• Set problem 1:
Retype the passage in the forum thread on CUDA global memory below, starting at "CPU :: Applications" and ending at "or row-major order?".
*** Selected passage
Global Load and Store in C for CUDA


Just a small question: what do we mean by Global Load and Store exactly wrt NVIDIA GPUs AND how this feature allows a C-Like Language?


This sounds like a student assignment to me!

Global memory refers to the main memory of the GPU, which is accessible by all threads (as opposed to shared memory, which is shared between the threads in a block). Global load and store are instructions that load and store data from this memory to registers. Previous GPU architectures (using pixel shaders) could only write to a fixed location in memory for each thread (the current pixel), although they could read any address through textures. So it is global store (to arbitrary addresses, with byte addressing), that allows C-like array access and pointers in CUDA.

CPU :: RAM :: Loads and stores ( data = *p, *p = data)

GPU :: Global Memory :: Loads and Stores

CPU :: L1,L2,L3 caches

GPU :: Shared Memory (only L1)

CPU :: Applications :: Cache-un-aware (No CPU instruction directly addresses the cache entries; Caching happens Un-consciously)

GPU :: Kernels :: Cache aware (Shared Memory can be referred with pointers, Caching happens consciously)

Thanks Simon and Sarnath for your explanations regarding the concept. Can you guys tell me how to declare a pointer in shared memory in case of CUDA?

Hi !!!

I have a question. When you store a Matrix in global memory, Is it stored column-major order or row-major order?

Thank You

Jose Antonio

shared declaration inside the device functions/kernel. Refer cuda programming guide for more details on this…

Since the memory allocated would be linear (if you are using cudaMalloc), wouldn’t it be row-major? :)
******
• Set problem 2:
Show every line in the entries below that contains the word "floating".
*** Information provided
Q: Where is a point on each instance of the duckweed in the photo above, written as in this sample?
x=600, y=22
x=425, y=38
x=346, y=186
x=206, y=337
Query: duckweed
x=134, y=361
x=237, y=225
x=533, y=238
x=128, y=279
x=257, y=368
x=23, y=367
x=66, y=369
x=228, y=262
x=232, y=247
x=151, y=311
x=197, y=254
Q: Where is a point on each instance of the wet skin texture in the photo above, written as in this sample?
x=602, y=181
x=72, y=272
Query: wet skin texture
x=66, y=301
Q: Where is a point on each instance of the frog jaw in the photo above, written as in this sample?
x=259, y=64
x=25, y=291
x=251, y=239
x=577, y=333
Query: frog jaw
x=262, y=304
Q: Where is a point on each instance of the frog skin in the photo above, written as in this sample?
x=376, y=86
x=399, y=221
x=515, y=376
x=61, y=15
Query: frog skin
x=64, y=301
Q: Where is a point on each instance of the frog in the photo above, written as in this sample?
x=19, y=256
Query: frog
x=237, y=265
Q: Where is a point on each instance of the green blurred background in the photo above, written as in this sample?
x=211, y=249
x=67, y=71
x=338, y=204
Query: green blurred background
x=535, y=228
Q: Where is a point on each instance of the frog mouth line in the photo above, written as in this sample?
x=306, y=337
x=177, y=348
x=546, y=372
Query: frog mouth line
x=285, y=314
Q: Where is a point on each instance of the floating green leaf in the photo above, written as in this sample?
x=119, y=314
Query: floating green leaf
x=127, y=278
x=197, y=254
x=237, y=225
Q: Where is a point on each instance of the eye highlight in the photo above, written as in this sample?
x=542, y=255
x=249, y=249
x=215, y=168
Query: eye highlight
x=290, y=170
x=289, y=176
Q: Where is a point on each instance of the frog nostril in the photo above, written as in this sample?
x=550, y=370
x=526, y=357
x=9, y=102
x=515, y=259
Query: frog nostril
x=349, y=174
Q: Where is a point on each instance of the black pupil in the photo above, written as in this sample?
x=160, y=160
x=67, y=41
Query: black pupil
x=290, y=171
******
• Exercise answer 1:
CPU :: Applications :: Cache-un-aware (No CPU instruction directly addresses the cache entries; Caching happens Un-consciously)

GPU :: Kernels :: Cache aware (Shared Memory can be referred with pointers, Caching happens consciously)

Thanks Simon and Sarnath for your explanations regarding the concept. Can you guys tell me how to declare a pointer in shared memory in case of CUDA?

Hi !!!

I have a question. When you store a Matrix in global memory, Is it stored column-major order or row-major order?

• Exercise answer 2:
Q: Where is a point on each instance of the floating green leaf in the photo above, written as in this sample?
Query: floating green leaf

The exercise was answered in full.